(DIRECTIONS FOR THIS TASK):
Reproduce exactly, with no other output, every line of the data below from the line containing "Exercise. Point out each instance of the beige bath" to the end, inclusive.

[[ MATERIAL SHOWN, beginning ]]

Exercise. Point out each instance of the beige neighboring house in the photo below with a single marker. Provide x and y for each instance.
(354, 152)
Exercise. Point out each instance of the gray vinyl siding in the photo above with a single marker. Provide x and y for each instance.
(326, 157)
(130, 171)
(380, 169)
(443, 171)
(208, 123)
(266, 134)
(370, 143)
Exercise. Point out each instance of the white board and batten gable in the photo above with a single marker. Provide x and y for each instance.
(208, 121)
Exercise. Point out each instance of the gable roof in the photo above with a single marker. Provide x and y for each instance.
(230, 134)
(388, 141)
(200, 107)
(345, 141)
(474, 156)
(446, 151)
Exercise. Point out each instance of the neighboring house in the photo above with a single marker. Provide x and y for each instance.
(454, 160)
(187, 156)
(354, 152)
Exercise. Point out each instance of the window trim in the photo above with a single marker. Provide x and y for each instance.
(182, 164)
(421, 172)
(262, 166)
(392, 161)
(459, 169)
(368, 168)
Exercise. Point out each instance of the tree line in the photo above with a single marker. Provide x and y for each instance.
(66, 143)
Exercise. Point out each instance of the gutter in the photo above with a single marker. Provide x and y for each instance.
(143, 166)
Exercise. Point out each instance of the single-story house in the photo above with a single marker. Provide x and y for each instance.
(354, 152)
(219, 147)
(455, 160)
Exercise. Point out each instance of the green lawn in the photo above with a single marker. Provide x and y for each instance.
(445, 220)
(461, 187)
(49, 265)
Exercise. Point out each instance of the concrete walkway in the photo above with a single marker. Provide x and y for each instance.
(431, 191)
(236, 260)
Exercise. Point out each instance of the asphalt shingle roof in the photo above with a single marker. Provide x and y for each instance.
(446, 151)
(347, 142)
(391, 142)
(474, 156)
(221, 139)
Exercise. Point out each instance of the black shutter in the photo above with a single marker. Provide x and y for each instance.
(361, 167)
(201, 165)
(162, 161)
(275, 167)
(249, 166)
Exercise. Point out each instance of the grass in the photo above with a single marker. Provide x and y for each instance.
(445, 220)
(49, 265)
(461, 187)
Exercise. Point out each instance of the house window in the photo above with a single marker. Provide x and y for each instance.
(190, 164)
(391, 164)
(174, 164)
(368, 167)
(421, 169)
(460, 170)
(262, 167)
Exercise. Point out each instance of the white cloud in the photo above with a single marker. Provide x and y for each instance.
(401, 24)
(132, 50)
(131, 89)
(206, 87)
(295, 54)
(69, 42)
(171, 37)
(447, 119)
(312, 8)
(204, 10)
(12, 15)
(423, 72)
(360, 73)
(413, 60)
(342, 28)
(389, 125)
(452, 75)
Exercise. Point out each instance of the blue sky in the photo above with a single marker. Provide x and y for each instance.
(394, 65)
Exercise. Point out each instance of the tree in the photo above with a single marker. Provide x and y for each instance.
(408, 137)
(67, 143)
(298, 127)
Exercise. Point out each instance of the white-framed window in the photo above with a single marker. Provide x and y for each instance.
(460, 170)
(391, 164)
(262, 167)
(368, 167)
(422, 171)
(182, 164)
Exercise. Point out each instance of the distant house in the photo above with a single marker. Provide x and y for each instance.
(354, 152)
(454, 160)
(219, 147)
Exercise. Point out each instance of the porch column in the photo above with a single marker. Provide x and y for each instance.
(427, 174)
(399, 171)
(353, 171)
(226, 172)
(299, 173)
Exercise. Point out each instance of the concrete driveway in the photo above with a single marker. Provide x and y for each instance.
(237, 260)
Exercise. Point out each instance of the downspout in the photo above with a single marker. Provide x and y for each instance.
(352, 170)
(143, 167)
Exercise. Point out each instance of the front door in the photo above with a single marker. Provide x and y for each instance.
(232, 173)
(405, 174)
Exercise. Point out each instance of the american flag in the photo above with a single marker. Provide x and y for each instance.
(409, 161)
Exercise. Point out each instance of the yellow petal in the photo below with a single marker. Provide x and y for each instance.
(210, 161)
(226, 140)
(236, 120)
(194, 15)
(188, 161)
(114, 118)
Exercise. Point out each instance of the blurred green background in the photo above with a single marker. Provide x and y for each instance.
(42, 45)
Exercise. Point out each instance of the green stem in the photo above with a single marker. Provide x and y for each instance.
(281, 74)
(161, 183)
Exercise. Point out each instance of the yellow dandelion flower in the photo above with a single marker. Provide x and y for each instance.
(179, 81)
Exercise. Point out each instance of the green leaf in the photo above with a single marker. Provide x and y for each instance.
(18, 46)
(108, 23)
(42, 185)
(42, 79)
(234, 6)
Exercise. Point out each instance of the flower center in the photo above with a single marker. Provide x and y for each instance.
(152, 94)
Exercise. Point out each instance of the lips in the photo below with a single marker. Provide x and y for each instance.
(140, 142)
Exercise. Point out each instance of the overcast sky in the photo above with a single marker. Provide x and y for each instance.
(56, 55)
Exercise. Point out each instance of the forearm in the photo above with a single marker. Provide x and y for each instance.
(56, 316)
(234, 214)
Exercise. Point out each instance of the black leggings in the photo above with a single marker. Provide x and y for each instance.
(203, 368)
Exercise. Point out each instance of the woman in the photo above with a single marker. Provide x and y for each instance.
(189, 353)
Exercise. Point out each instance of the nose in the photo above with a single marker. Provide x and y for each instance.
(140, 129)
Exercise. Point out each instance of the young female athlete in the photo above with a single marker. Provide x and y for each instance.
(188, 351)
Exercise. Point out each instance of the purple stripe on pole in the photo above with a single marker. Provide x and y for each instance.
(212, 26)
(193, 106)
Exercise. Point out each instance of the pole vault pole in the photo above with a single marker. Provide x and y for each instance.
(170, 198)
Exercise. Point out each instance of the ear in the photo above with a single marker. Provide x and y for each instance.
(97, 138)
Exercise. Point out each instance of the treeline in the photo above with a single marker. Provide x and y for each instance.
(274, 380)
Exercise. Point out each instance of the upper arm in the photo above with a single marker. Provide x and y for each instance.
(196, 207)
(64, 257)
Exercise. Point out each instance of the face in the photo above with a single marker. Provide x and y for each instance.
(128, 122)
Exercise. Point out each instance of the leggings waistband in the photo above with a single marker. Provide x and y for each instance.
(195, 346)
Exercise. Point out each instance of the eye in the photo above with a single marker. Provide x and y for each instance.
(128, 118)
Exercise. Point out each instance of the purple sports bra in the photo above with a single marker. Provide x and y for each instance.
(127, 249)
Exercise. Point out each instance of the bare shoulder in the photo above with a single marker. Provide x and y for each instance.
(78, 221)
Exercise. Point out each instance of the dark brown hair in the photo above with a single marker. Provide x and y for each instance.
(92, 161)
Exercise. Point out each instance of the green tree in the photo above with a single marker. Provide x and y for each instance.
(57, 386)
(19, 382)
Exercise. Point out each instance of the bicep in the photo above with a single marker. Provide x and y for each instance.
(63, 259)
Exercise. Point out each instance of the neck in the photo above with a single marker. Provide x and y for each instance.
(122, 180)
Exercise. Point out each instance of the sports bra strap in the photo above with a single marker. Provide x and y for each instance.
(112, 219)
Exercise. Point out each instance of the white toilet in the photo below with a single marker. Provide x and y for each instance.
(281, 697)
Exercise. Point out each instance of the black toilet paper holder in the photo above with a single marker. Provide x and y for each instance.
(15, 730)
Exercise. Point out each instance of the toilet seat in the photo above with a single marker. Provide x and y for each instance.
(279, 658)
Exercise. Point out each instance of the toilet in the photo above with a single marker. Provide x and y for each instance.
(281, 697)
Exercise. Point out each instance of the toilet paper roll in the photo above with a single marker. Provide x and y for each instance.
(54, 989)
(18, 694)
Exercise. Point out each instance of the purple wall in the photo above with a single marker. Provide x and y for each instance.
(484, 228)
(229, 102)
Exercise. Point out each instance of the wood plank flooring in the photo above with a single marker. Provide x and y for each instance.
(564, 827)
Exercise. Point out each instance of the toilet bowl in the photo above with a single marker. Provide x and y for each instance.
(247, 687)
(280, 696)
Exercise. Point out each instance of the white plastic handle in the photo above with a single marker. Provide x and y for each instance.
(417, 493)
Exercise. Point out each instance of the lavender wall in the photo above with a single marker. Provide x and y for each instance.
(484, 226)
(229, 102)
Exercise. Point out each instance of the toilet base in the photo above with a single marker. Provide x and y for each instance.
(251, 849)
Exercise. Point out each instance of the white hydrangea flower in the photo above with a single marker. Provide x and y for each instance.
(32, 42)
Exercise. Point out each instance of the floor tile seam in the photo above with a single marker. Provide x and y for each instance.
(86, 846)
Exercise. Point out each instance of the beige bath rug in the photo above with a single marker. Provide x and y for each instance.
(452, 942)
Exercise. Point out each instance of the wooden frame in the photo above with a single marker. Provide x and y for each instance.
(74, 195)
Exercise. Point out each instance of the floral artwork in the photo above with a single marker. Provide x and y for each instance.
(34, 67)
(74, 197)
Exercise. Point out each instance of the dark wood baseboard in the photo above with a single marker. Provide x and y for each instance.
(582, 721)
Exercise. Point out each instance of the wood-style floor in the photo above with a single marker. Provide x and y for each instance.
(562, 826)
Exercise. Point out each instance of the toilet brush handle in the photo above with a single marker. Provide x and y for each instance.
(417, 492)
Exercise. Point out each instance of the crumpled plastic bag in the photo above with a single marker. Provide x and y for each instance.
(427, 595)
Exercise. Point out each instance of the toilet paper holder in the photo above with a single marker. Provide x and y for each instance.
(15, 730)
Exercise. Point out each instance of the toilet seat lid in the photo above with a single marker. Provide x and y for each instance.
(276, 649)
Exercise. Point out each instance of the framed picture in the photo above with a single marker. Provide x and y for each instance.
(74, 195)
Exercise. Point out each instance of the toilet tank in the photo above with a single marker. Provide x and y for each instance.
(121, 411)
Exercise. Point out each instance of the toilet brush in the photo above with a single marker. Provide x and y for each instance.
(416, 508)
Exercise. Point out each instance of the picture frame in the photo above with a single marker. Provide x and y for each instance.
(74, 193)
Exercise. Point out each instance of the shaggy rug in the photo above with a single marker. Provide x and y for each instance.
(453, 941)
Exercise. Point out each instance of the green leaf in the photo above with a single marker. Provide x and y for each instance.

[[ MATERIAL SHOWN, end ]]

(OUTPUT BELOW):
Exercise. Point out each instance of the beige bath rug in the photo above with a single marker. Provide x and y for each instance.
(452, 942)
Exercise. Point out each instance of the wooden frame in the photo above with a single marker. Provide x and y for each instance.
(74, 195)
Exercise. Point out each instance of the floral artwork in the photo above with a single marker. Provide x and y for each instance.
(34, 67)
(74, 197)
Exercise. Point out each instance of the dark wood baseboard in the photo above with a single marker. Provide x and y for each instance.
(582, 721)
Exercise. Point out each instance of the wood-style floor in the photo above with a single marker. Provide x and y for each instance.
(562, 826)
Exercise. Point out each instance of the toilet brush handle in the photo above with a single marker. Provide x and y for each instance.
(417, 492)
Exercise. Point out each instance of the crumpled plastic bag in the photo above with a single marker. Provide x and y for each instance.
(427, 595)
Exercise. Point out each instance of the toilet paper holder in the photo above with a single marker. Provide x and y for each instance.
(15, 730)
Exercise. Point out each instance of the toilet seat lid in the photo above with a single marker. Provide x and y for each instance.
(276, 649)
Exercise. Point out each instance of the framed picture in the photo above with a single marker. Provide x and y for each instance.
(74, 195)
Exercise. Point out each instance of the toilet tank in the photo above with a single marker. Provide x and y for each instance.
(121, 411)
Exercise. Point out each instance of the toilet brush in the photo above with a single marker. Provide x and y for each instance.
(416, 508)
Exercise. Point out each instance of the picture frame in the photo above with a single marker. Provide x and y for each instance.
(74, 193)
Exercise. Point out each instance of the shaggy rug in the photo above with a single marker. Provide x and y for each instance.
(453, 941)
Exercise. Point out each instance of the green leaf in the photo above with a single marker. Provide x and y for each instance.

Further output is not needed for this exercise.